• **Task**: Return each line of the entries below that includes the word "outline".

[Spatial annotation entries]
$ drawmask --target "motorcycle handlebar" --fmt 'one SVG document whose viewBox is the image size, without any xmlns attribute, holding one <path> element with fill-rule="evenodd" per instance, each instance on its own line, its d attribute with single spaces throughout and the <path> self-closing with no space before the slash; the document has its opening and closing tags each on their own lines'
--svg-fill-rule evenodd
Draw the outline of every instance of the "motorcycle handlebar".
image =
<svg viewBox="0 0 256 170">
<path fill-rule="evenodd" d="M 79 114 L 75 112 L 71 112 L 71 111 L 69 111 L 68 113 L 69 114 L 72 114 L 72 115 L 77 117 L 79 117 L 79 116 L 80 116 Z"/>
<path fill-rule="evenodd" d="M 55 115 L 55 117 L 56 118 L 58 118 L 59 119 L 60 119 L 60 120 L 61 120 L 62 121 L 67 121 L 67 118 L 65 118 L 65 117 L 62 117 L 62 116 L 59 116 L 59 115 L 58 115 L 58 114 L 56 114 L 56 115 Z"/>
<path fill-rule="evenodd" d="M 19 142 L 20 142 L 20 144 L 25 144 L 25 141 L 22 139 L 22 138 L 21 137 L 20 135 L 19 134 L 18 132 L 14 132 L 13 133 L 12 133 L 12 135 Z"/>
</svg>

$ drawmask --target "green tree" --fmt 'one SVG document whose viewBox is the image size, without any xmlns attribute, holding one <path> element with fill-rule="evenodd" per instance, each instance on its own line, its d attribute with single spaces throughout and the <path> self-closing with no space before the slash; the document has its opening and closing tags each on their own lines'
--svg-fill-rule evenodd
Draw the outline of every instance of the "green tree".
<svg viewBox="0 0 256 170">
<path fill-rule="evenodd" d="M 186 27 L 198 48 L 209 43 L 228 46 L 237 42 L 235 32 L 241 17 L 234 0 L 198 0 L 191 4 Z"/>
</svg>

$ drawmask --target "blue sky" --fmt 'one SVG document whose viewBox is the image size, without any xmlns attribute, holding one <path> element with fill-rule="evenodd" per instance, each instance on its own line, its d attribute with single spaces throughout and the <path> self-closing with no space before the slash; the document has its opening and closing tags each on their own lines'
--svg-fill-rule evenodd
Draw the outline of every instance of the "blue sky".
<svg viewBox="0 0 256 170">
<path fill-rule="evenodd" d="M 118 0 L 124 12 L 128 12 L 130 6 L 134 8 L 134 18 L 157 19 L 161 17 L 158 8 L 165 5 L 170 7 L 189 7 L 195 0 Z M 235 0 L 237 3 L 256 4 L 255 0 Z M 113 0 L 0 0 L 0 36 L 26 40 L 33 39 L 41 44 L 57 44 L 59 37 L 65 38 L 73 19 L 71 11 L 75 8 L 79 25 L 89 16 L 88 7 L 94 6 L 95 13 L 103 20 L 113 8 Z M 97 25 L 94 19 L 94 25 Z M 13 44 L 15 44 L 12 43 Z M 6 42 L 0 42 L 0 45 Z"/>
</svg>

• **Solution to this task**:
Draw the outline of every instance of the "motorcycle handlebar".
Draw the outline of every instance of the "green tree".
Draw the outline of every instance of the "blue sky".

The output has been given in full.